CONSIGNE ÉCRITE 1:
Comptez les lignes des entrées où figure la chaîne « insect » et donnez seulement ce nombre.

DOCUMENT SOURCE:

Je pense que dans ce « a té », on pourrait lire « hâter ».
Le conte logique de trois prisonniers que
Lacan nous présente dans Le temps logique
pourrait être une réponse-résolution qu’il donne au Huis clos de Sartre. Dans la pièce sartrienne, trois personnes se
trouvent dans une situation infernale sans issue, intriquées dans leur relations
imaginaires de regard a - a’. Par
contre, Lacan qui dit que « les impasses qui s’en révèlent sont par elle-même,
pour nous, un accès possible à l’être » (Encore,
p.48) nous indique la possibilité de salut par le moyen symbolique et
logique : « j’ai mis là en valeur le fait que quelque chose comme une
intersubjectivité peut aboutir à une issue salutaire » (ibid., p.47).
Pour se sauver, il faut se hâter : « je
me hâte de m’affirmer pour être un blanc, pour que ces blancs, par moi ainsi
considérés, ne me devancent pas à se reconnaître pour ce qu’ils sont » (Écrits, p.206).
Et qu’est-ce que la hâte, sinon un terme
allégorique qui désigne le désir inconscient ?
D’ailleurs, Lacan dit dans la Position de l’inconscient : «
L’attente de l’avènement de cet être dans son rapport avec ce que nous
désignions comme le désir de l’analyste (...), voilà le ressort vrai et dernier
de ce qui constitue le transfert » (Écrits,
p.844).
Donc il ne s’agit pas simplement de se hâter
ou d’attendre. Il faudrait se hâter et attendre : se hâter avec une attente
persévérente et attendre avec une tention hâtive. Et par cette persistance de
désir sera advenue la « genèse logique du je
» (Écrits, p.208), lequel je est le « sujet de l’assertion
conclusive » anticipée (ibid.).
Ainsi, toute la pensée de Lacan dans Le temps logique concerne la fin de
l’analyse et l’avènement événementiel de l’être (Ereignis heideggérien) au moment de la fin de l’analyse.
Si le terme « hâte » désigne le désir
inconscient, la phrase de Lacan : « la fonction de la hâte, c’est la
fonction de ce petit a, petit a té [ hâter ] » devrait être
équivalente à cette proposition sienne selon laquelle l’objet a est la cause matérielle du désir.

CONSIGNE ÉCRITE 2:
Indiquez par oui ou par non si chaque affirmation concorde avec le document source, en citant mot pour mot le passage qui tranche. (a) Dans la pièce de Sartre, trois personnes se trouvent dans une situation sans issue. (b) Il suffit simplement de se hâter. (c) La citation tirée de la Position de l’inconscient renvoie à la page 844 des Écrits.

EXTRAITS DES ENTRÉES:
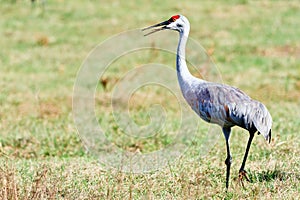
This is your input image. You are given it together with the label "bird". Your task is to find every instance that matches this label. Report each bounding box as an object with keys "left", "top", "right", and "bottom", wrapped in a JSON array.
[{"left": 142, "top": 14, "right": 273, "bottom": 191}]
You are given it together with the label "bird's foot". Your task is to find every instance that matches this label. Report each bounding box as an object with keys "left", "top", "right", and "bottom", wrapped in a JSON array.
[{"left": 239, "top": 170, "right": 250, "bottom": 188}]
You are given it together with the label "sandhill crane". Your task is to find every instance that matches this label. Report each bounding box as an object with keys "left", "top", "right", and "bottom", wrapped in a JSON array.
[{"left": 142, "top": 15, "right": 272, "bottom": 190}]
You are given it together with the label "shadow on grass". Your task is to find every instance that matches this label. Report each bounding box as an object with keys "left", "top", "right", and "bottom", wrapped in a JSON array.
[{"left": 248, "top": 169, "right": 300, "bottom": 182}]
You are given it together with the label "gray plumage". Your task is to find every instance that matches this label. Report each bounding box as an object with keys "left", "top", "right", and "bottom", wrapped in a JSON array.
[
  {"left": 186, "top": 82, "right": 272, "bottom": 142},
  {"left": 143, "top": 15, "right": 272, "bottom": 189}
]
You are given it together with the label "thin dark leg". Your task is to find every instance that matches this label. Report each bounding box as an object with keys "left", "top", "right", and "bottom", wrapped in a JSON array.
[
  {"left": 240, "top": 133, "right": 254, "bottom": 171},
  {"left": 223, "top": 128, "right": 232, "bottom": 189},
  {"left": 239, "top": 132, "right": 254, "bottom": 187}
]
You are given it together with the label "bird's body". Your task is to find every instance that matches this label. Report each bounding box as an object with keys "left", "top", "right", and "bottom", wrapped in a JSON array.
[
  {"left": 143, "top": 15, "right": 272, "bottom": 188},
  {"left": 182, "top": 79, "right": 272, "bottom": 140}
]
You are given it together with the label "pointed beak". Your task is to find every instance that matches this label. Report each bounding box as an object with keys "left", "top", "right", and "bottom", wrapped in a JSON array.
[{"left": 142, "top": 20, "right": 170, "bottom": 36}]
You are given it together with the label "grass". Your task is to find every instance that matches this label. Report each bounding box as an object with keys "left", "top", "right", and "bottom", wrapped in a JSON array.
[{"left": 0, "top": 0, "right": 300, "bottom": 199}]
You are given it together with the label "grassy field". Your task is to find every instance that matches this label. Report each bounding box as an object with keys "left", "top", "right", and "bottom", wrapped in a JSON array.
[{"left": 0, "top": 0, "right": 300, "bottom": 199}]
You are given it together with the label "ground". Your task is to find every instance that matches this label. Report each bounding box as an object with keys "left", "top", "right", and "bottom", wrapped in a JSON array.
[{"left": 0, "top": 0, "right": 300, "bottom": 199}]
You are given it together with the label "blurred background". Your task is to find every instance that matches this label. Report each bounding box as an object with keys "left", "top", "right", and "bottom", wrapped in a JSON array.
[{"left": 0, "top": 0, "right": 300, "bottom": 199}]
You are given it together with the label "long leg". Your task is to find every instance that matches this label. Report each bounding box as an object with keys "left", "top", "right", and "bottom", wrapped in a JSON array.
[
  {"left": 223, "top": 127, "right": 232, "bottom": 189},
  {"left": 239, "top": 132, "right": 254, "bottom": 186}
]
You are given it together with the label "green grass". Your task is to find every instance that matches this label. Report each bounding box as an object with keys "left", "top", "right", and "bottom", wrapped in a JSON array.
[{"left": 0, "top": 0, "right": 300, "bottom": 199}]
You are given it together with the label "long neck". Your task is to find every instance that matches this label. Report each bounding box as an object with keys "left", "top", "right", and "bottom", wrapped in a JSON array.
[{"left": 176, "top": 31, "right": 193, "bottom": 85}]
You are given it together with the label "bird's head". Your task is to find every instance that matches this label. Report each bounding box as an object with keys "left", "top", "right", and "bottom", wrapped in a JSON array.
[{"left": 142, "top": 15, "right": 190, "bottom": 36}]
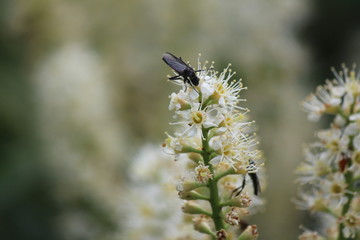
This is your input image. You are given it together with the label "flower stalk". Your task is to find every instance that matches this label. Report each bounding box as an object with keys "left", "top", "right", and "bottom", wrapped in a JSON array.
[
  {"left": 297, "top": 66, "right": 360, "bottom": 240},
  {"left": 163, "top": 55, "right": 262, "bottom": 240}
]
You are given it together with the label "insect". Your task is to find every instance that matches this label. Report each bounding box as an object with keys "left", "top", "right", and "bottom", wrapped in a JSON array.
[
  {"left": 232, "top": 159, "right": 261, "bottom": 197},
  {"left": 162, "top": 52, "right": 203, "bottom": 91}
]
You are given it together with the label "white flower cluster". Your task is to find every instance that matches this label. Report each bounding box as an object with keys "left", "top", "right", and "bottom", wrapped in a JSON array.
[
  {"left": 163, "top": 60, "right": 261, "bottom": 173},
  {"left": 296, "top": 66, "right": 360, "bottom": 239},
  {"left": 163, "top": 57, "right": 263, "bottom": 239}
]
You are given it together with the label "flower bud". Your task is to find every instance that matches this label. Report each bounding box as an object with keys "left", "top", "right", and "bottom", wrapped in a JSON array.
[
  {"left": 193, "top": 215, "right": 214, "bottom": 235},
  {"left": 176, "top": 180, "right": 204, "bottom": 192},
  {"left": 239, "top": 225, "right": 259, "bottom": 240},
  {"left": 229, "top": 193, "right": 252, "bottom": 208},
  {"left": 178, "top": 191, "right": 208, "bottom": 200},
  {"left": 182, "top": 201, "right": 205, "bottom": 214}
]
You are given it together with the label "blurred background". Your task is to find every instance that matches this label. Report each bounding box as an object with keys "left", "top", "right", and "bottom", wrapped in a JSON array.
[{"left": 0, "top": 0, "right": 360, "bottom": 240}]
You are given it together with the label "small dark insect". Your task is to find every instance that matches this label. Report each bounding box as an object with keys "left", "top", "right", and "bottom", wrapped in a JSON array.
[
  {"left": 162, "top": 52, "right": 202, "bottom": 90},
  {"left": 232, "top": 160, "right": 261, "bottom": 197}
]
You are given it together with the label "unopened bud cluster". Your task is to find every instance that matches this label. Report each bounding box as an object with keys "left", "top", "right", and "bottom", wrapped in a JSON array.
[
  {"left": 163, "top": 57, "right": 262, "bottom": 240},
  {"left": 297, "top": 66, "right": 360, "bottom": 240}
]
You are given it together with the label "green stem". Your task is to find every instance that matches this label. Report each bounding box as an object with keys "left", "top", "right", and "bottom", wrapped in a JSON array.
[
  {"left": 214, "top": 168, "right": 235, "bottom": 181},
  {"left": 202, "top": 128, "right": 224, "bottom": 231}
]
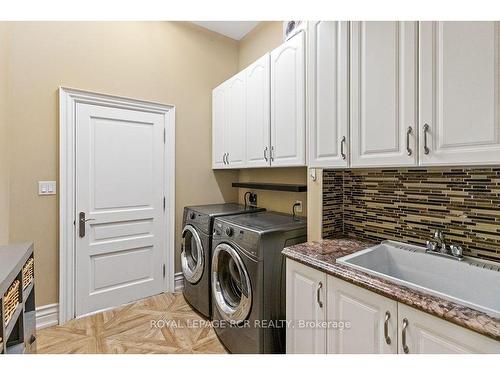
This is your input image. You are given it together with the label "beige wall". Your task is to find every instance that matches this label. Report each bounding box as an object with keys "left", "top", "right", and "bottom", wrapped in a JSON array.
[
  {"left": 238, "top": 21, "right": 283, "bottom": 70},
  {"left": 0, "top": 23, "right": 9, "bottom": 245},
  {"left": 3, "top": 22, "right": 238, "bottom": 306},
  {"left": 238, "top": 21, "right": 307, "bottom": 216}
]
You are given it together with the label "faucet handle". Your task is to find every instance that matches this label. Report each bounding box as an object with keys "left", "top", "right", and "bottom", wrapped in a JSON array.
[
  {"left": 434, "top": 229, "right": 444, "bottom": 240},
  {"left": 426, "top": 241, "right": 437, "bottom": 251}
]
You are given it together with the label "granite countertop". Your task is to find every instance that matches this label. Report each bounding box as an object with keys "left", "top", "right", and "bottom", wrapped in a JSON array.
[{"left": 283, "top": 238, "right": 500, "bottom": 341}]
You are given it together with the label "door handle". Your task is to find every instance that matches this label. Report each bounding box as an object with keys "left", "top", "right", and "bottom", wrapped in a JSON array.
[
  {"left": 316, "top": 281, "right": 323, "bottom": 308},
  {"left": 401, "top": 318, "right": 410, "bottom": 354},
  {"left": 406, "top": 126, "right": 413, "bottom": 156},
  {"left": 384, "top": 311, "right": 391, "bottom": 345},
  {"left": 424, "top": 124, "right": 430, "bottom": 155},
  {"left": 340, "top": 135, "right": 346, "bottom": 160},
  {"left": 78, "top": 212, "right": 95, "bottom": 238}
]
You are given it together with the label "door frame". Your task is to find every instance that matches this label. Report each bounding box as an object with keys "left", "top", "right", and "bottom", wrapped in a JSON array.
[{"left": 59, "top": 87, "right": 175, "bottom": 324}]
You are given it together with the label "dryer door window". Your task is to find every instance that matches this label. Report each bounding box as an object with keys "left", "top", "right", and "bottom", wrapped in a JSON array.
[
  {"left": 212, "top": 244, "right": 252, "bottom": 324},
  {"left": 181, "top": 225, "right": 205, "bottom": 284}
]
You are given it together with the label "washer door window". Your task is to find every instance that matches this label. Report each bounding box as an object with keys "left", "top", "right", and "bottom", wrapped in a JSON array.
[
  {"left": 212, "top": 244, "right": 252, "bottom": 324},
  {"left": 181, "top": 225, "right": 205, "bottom": 284}
]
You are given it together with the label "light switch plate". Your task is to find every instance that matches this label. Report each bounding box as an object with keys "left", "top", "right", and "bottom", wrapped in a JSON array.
[
  {"left": 295, "top": 201, "right": 302, "bottom": 213},
  {"left": 38, "top": 181, "right": 56, "bottom": 195}
]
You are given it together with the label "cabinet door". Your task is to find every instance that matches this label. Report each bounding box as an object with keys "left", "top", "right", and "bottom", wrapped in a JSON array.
[
  {"left": 212, "top": 84, "right": 226, "bottom": 169},
  {"left": 224, "top": 71, "right": 246, "bottom": 168},
  {"left": 286, "top": 259, "right": 326, "bottom": 354},
  {"left": 307, "top": 21, "right": 349, "bottom": 167},
  {"left": 245, "top": 54, "right": 271, "bottom": 167},
  {"left": 351, "top": 21, "right": 417, "bottom": 167},
  {"left": 327, "top": 276, "right": 398, "bottom": 354},
  {"left": 398, "top": 303, "right": 500, "bottom": 354},
  {"left": 271, "top": 32, "right": 306, "bottom": 166},
  {"left": 419, "top": 22, "right": 500, "bottom": 165}
]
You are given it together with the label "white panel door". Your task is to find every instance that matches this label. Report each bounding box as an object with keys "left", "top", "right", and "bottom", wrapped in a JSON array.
[
  {"left": 420, "top": 22, "right": 500, "bottom": 165},
  {"left": 308, "top": 21, "right": 349, "bottom": 167},
  {"left": 271, "top": 32, "right": 306, "bottom": 167},
  {"left": 75, "top": 104, "right": 165, "bottom": 316},
  {"left": 212, "top": 84, "right": 226, "bottom": 169},
  {"left": 245, "top": 53, "right": 271, "bottom": 167},
  {"left": 327, "top": 276, "right": 398, "bottom": 354},
  {"left": 224, "top": 72, "right": 246, "bottom": 168},
  {"left": 351, "top": 21, "right": 417, "bottom": 167},
  {"left": 398, "top": 303, "right": 500, "bottom": 354},
  {"left": 286, "top": 259, "right": 326, "bottom": 354}
]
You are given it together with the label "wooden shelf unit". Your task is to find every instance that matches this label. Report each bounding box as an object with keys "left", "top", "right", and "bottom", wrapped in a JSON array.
[{"left": 0, "top": 243, "right": 36, "bottom": 354}]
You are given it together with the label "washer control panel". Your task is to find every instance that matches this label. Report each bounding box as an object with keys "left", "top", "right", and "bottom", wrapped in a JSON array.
[{"left": 213, "top": 220, "right": 260, "bottom": 258}]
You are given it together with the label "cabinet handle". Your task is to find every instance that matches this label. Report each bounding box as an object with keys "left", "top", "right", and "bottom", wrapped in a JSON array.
[
  {"left": 316, "top": 281, "right": 323, "bottom": 307},
  {"left": 384, "top": 311, "right": 391, "bottom": 345},
  {"left": 424, "top": 124, "right": 430, "bottom": 155},
  {"left": 340, "top": 135, "right": 346, "bottom": 160},
  {"left": 406, "top": 126, "right": 413, "bottom": 156},
  {"left": 401, "top": 318, "right": 410, "bottom": 354}
]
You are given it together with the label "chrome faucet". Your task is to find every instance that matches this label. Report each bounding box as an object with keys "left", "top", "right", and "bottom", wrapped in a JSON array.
[
  {"left": 425, "top": 229, "right": 463, "bottom": 260},
  {"left": 434, "top": 229, "right": 448, "bottom": 254}
]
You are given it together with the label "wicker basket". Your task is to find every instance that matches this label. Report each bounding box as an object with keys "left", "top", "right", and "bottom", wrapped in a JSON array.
[
  {"left": 3, "top": 280, "right": 20, "bottom": 325},
  {"left": 23, "top": 257, "right": 34, "bottom": 290}
]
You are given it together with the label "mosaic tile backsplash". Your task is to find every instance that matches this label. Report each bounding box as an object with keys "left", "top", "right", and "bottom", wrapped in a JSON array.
[{"left": 323, "top": 167, "right": 500, "bottom": 261}]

RÉPONSE ÉCRITE 1:
2

RÉPONSE ÉCRITE 2:
(a) Oui : « trois personnes se trouvent dans une situation infernale sans issue ».
(b) Non : « il ne s’agit pas simplement de se hâter ou d’attendre ».
(c) Oui : « Écrits, p.844 ».